* EXERCISE OBJECTIVE: Rewrite every line from the one containing "Annotation task: tag one point per instance of the tree line" through the end of the entries, both ends included. Shift each coordinate in the answers by -139.

[Object point labels]
· · ·

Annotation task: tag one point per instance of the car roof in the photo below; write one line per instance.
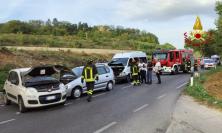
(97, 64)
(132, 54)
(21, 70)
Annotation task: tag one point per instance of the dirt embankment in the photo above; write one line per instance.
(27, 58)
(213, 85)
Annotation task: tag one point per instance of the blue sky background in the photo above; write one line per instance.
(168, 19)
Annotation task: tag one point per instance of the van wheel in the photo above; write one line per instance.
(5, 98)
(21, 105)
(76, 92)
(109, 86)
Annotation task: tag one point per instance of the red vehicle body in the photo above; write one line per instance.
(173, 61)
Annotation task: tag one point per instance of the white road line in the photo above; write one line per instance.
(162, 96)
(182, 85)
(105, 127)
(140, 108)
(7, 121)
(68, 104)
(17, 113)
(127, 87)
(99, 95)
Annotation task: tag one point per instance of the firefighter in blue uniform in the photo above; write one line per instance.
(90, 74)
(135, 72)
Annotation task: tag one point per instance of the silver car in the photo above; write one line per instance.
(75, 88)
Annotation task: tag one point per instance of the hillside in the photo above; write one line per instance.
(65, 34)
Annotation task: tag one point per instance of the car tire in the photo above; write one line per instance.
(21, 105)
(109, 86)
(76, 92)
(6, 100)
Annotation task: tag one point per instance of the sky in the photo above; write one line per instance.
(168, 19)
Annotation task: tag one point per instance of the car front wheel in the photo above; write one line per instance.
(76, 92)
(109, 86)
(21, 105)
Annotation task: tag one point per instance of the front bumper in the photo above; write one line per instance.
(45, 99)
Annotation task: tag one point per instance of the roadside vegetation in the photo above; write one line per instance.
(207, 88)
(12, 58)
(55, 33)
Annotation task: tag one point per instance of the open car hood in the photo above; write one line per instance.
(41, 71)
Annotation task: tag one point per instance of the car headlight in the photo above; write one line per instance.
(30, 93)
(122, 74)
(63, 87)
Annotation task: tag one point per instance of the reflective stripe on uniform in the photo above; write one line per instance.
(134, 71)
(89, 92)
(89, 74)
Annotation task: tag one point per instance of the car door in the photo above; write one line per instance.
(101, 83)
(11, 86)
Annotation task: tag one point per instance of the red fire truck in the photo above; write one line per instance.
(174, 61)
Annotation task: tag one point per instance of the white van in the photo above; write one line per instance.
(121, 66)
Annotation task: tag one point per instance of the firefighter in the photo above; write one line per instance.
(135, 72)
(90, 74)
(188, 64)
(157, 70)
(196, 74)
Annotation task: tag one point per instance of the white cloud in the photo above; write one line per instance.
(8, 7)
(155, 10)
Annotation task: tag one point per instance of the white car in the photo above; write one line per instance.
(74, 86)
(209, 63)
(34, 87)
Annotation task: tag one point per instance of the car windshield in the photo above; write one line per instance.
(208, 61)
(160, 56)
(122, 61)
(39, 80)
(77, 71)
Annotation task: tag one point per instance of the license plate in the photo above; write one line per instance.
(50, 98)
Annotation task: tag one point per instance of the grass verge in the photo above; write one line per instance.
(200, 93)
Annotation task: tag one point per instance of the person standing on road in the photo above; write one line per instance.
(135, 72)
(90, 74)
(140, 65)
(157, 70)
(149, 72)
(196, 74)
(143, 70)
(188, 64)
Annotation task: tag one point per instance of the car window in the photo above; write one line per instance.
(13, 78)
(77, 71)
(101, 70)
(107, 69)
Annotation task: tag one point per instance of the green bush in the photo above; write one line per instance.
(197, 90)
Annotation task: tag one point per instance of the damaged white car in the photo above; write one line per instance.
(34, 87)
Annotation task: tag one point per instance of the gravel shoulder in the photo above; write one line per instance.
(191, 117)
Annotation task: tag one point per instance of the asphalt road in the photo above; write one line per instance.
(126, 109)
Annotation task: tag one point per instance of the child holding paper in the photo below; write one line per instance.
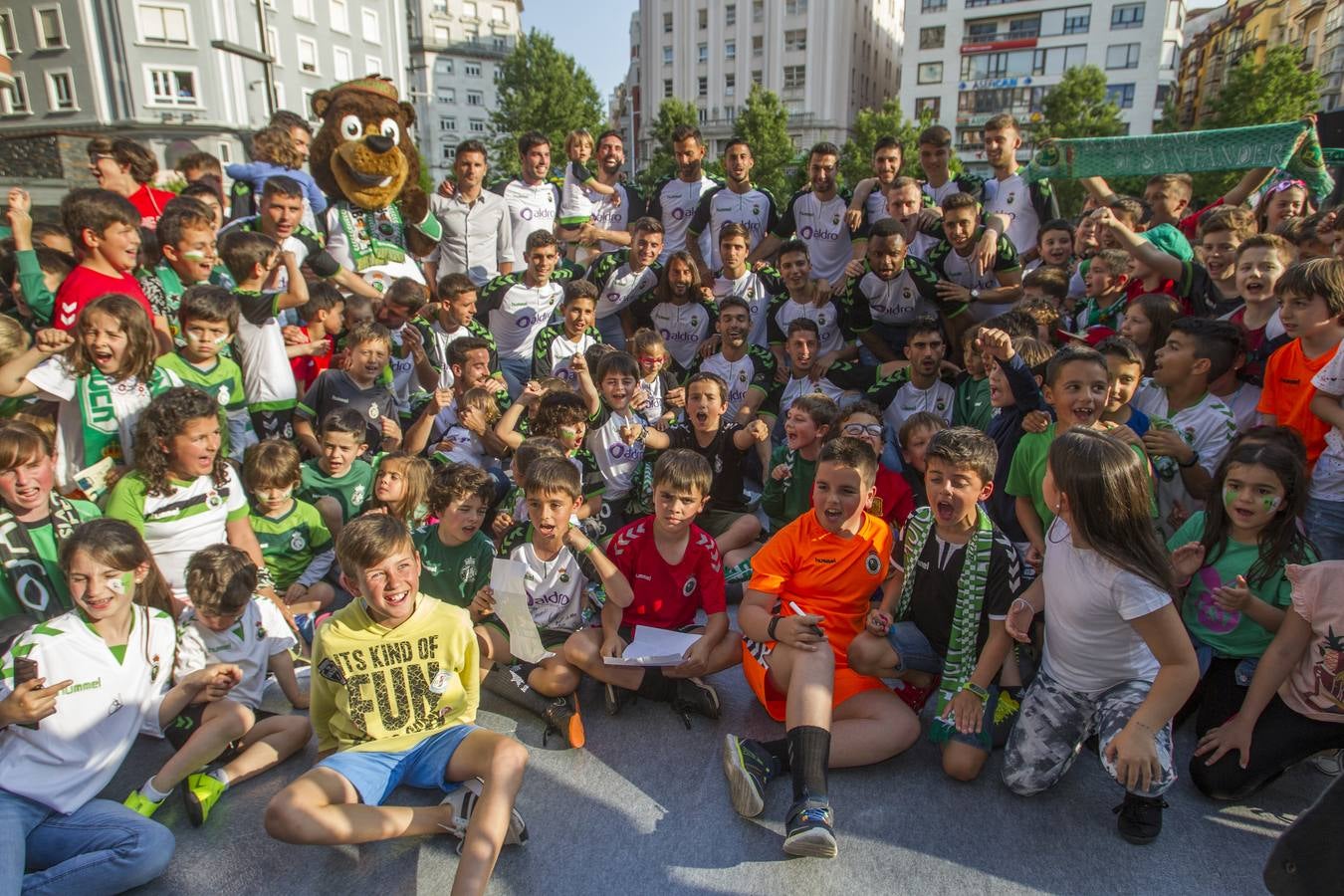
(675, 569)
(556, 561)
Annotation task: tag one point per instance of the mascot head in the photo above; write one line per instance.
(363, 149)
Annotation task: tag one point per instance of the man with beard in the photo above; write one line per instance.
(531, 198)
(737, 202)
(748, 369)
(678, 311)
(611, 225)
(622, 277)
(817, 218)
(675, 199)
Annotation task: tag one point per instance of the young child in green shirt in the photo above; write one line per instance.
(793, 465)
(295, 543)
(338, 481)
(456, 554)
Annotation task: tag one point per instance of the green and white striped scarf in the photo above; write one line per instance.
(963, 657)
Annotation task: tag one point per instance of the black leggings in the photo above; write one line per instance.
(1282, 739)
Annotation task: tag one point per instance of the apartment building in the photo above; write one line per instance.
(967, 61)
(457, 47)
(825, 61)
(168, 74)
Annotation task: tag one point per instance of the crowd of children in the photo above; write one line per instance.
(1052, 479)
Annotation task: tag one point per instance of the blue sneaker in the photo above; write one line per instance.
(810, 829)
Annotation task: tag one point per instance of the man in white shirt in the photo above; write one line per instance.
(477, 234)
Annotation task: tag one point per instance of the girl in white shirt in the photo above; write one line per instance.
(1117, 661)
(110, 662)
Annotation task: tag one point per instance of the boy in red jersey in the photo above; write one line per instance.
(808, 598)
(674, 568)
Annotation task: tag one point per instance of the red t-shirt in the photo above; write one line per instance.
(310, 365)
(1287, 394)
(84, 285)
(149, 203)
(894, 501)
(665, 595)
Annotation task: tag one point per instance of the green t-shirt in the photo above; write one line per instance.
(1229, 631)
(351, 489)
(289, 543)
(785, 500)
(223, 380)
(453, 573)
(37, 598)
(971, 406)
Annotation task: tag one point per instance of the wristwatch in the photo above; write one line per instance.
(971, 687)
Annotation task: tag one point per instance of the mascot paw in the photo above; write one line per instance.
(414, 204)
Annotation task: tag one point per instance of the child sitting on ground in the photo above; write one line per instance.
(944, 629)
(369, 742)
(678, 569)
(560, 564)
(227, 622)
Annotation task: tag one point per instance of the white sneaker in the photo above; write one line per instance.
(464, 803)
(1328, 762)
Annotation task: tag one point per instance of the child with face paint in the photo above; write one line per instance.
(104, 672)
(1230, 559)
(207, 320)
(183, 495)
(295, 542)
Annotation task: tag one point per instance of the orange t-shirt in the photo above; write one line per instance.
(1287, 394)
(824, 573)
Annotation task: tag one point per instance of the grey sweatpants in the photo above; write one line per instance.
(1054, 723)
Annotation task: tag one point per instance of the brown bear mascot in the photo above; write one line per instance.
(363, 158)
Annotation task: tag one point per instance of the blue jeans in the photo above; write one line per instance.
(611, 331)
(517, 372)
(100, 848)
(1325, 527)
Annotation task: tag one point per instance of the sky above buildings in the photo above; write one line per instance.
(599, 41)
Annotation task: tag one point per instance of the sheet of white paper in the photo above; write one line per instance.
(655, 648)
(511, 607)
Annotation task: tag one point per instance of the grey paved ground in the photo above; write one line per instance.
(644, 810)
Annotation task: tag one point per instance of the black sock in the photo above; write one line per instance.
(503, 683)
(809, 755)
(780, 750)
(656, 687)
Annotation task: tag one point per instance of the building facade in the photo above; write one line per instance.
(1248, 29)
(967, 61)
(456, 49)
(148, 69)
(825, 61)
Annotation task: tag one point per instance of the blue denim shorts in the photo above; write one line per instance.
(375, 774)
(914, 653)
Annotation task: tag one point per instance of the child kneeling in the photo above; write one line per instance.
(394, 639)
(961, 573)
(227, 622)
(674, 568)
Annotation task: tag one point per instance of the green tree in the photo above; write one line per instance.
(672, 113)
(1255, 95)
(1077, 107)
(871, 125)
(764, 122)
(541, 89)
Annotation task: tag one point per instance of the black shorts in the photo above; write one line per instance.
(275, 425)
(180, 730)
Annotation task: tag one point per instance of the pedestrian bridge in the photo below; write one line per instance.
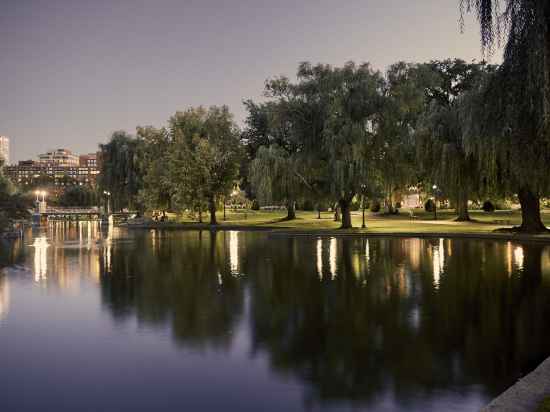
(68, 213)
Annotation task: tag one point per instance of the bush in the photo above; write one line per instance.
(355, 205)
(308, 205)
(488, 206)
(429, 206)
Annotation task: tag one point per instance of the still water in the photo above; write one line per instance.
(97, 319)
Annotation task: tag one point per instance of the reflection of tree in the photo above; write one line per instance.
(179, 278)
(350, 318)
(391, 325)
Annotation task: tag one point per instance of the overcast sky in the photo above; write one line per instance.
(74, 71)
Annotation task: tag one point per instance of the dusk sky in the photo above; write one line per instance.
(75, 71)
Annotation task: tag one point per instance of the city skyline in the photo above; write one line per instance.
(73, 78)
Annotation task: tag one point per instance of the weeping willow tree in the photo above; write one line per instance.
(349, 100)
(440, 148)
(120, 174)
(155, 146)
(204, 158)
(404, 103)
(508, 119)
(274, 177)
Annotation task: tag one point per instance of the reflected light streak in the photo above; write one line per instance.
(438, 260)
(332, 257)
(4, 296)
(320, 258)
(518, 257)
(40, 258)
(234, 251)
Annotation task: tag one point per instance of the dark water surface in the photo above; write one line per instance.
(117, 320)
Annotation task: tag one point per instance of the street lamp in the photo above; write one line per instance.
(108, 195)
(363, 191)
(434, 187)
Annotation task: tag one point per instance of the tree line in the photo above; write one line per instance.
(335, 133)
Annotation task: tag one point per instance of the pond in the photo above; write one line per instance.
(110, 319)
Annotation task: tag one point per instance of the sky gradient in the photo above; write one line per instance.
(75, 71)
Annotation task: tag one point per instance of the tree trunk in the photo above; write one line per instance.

· · ·

* SOLUTION TO THIS PROBLEM:
Annotation task: tag one point per instance of the tree line in the photo above; write one line per instance.
(196, -6)
Annotation task: tag one point per instance of the pond in the photo above; write one line per instance.
(-29, 180)
Annotation task: tag one point per instance of the sky gradient in the photo above; write one line per instance.
(-64, -68)
Annotation task: tag one point per instance of the tree trunk in the photo above; write one line per instance.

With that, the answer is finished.